Material shown »
** BEGIN **

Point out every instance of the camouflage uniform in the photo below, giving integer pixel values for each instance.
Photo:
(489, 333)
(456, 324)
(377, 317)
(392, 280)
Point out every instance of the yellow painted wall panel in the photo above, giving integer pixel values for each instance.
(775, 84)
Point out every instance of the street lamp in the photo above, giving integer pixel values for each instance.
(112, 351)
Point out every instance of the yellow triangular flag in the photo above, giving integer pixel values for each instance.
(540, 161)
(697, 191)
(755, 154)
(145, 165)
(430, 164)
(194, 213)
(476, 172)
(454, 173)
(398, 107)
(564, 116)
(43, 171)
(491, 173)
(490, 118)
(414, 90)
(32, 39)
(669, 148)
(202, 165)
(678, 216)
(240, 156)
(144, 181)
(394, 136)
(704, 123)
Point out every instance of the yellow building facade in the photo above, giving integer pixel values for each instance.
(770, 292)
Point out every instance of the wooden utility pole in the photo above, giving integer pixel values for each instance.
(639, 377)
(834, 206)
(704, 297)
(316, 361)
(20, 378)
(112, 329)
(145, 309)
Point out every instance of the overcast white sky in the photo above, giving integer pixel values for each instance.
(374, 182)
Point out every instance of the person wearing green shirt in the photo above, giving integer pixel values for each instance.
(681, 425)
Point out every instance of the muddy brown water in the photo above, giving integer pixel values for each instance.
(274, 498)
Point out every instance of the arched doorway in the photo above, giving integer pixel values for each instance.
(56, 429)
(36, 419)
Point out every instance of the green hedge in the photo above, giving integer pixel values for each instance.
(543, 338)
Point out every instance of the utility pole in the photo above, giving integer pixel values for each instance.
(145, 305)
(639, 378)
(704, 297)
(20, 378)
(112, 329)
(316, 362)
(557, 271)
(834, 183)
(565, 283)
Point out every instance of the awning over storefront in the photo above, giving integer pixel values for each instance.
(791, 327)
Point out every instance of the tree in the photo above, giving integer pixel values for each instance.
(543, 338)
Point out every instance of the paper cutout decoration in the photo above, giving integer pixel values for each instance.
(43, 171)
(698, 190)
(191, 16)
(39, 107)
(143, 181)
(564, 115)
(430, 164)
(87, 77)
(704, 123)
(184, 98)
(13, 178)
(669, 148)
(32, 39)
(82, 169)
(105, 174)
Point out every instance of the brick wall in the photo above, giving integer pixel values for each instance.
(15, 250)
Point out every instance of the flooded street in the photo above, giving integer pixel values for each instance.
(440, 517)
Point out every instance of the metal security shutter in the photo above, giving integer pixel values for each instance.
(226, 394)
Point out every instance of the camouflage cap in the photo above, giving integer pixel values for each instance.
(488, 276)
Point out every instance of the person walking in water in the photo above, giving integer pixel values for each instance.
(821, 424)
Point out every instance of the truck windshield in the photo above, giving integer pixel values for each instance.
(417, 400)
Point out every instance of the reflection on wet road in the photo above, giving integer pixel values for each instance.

** END **

Exercise aim » Please restate the whole listing word for word.

Output of the task »
Point out every instance of the camouflage uniform in the photo below, giving integer pixel values for each instance.
Photo:
(489, 333)
(456, 324)
(377, 317)
(392, 280)
Point out every instance of the yellow painted wall panel in the photo above, giving integer pixel values for each instance.
(775, 84)
Point out every instance of the street lamp in the photo above, giving integer pixel values for each instance.
(112, 351)
Point out every instance of the yellow triangular flag in the photo above, giving integer pixel values for each instance.
(540, 161)
(697, 191)
(755, 154)
(145, 165)
(430, 164)
(194, 213)
(476, 172)
(454, 173)
(398, 107)
(564, 116)
(43, 171)
(491, 173)
(490, 118)
(414, 90)
(32, 39)
(669, 148)
(202, 165)
(678, 216)
(240, 156)
(144, 181)
(394, 136)
(704, 123)
Point out every instance of the yellow building facade in the photo above, giving integer pixel values for each instance.
(770, 292)
Point out every instance of the wooden utility pole in the photo above, giving integer pixel values for each instance.
(639, 377)
(834, 206)
(704, 297)
(316, 361)
(20, 378)
(112, 329)
(145, 309)
Point out every instance of the overcast white sky in the photo above, giving integer pixel values for each instance.
(374, 182)
Point out every instance of the person wearing green shirt in the photo above, giving integer pixel values for each instance.
(681, 425)
Point out every instance of the muddy brown water in the photo above, giving integer pixel values for each instance.
(274, 498)
Point out every instance of the arched doorway in the photo above, giving integer pixel values for each instance.
(56, 429)
(36, 419)
Point out every instance of the green hedge in the photo above, giving integer pixel values for each instance.
(543, 338)
Point out every instance of the utility pole in the photo above, giving integer pixel values for each instance.
(145, 305)
(639, 378)
(704, 297)
(20, 378)
(112, 329)
(316, 362)
(557, 271)
(834, 183)
(565, 283)
Point out every instance of the awning over storefront in the photo above, giving integer pixel values for each instance.
(791, 327)
Point out every instance of the tree in the photo above, giving integer pixel values for each instance.
(543, 338)
Point out every instance of the paper cutout decoration in the photo above, giving integer pixel values for each instance.
(43, 171)
(698, 190)
(191, 16)
(39, 107)
(143, 181)
(564, 115)
(430, 164)
(87, 77)
(704, 123)
(184, 98)
(13, 178)
(669, 148)
(32, 39)
(82, 169)
(105, 174)
Point out every instance of the brick wall in the photo above, giving integer pixel values for each instance.
(15, 250)
Point out every instance of the flooded street in the photo above, giving integer pixel values for each instance.
(440, 517)
Point out every instance of the metal security shutter in the photo above, giving integer pixel values for each instance.
(226, 394)
Point out every instance of the camouflage cap in the photo above, giving integer pixel values for each instance.
(488, 276)
Point out every instance of the person walking in water in the photo above, giving integer pixel values for each instance.
(821, 424)
Point out every instance of the truck windshield in the photo above, giving integer pixel values for each instance.
(417, 400)
Point out every instance of the reflection on wet road in the photo above, giving integer pixel values for each instance.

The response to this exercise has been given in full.